**REQUIRED WORK**.
1 > From the Giuseppe Patania text, extract the passage between "Giuseppe Patania (January" and "and Pietro Volpes.", inclusive.
2 > Answer these questions from the Giuseppe Patania text:
(a) On what date was Patania born?
(b) In which church is he buried?
(c) Who wrote the biography of Andrea D'Antoni?
*** PROVIDED TEXT
Giuseppe Patania (January 18, 1780 – February 23, 1852) was an Italian painter of the Neoclassical period. He painted portraits and historical subjects.

Biography
He was born in Palermo, Sicily. He studied with Giuseppe Velasco and Vincenzo Riolo. He is buried in San Domenico in Palermo, where his tomb states Selected the beautiful from Nature. Among his pupils were Pietro Marchese di Castrogiovanni, Giuseppe Bagnasco, Francesco Sacco, Giuseppe Carta, Andrea D'Antoni and Pietro Volpes.

In his biography of Andrea D'Antoni, the author Carmelo Pardi surveyed the art of the early prior century in Palermo, and observed that it was dominated by Velasco (Velasques), Riolo, and Patania. While all three gained local eminence, none had all the required skills to form a true school of followers: Velasques, master of design but poor colorist; Riolo, while Michelagelesque in his grand paintings, restricted himself to academic subjects and molded many of his images in imitation of classic statuary; while Patania, full of natural instincts, completed genre works with delicate grace, but failed in large compositions depicting great and severe arguments. Thus to summarize: in Velasquez, the perfection of design surpassed the color; in Riolo the conventionality of the form prevailed to the study of the true, and in the Patania the natural spontaneity took precedence to the knowledge of the principles that inform art.
******
*** DATA SHOWN
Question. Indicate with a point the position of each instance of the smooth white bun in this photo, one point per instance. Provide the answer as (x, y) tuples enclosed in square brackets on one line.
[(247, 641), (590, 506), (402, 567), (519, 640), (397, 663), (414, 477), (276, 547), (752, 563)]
******
**ANSWERS TO THE EXERCISE**.
1 >
Giuseppe Patania (January 18, 1780 – February 23, 1852) was an Italian painter of the Neoclassical period. He painted portraits and historical subjects.

Biography
He was born in Palermo, Sicily. He studied with Giuseppe Velasco and Vincenzo Riolo. He is buried in San Domenico in Palermo, where his tomb states Selected the beautiful from Nature. Among his pupils were Pietro Marchese di Castrogiovanni, Giuseppe Bagnasco, Francesco Sacco, Giuseppe Carta, Andrea D'Antoni and Pietro Volpes.

2 >
(a) January 18, 1780
(b) San Domenico in Palermo
(c) Carmelo Pardi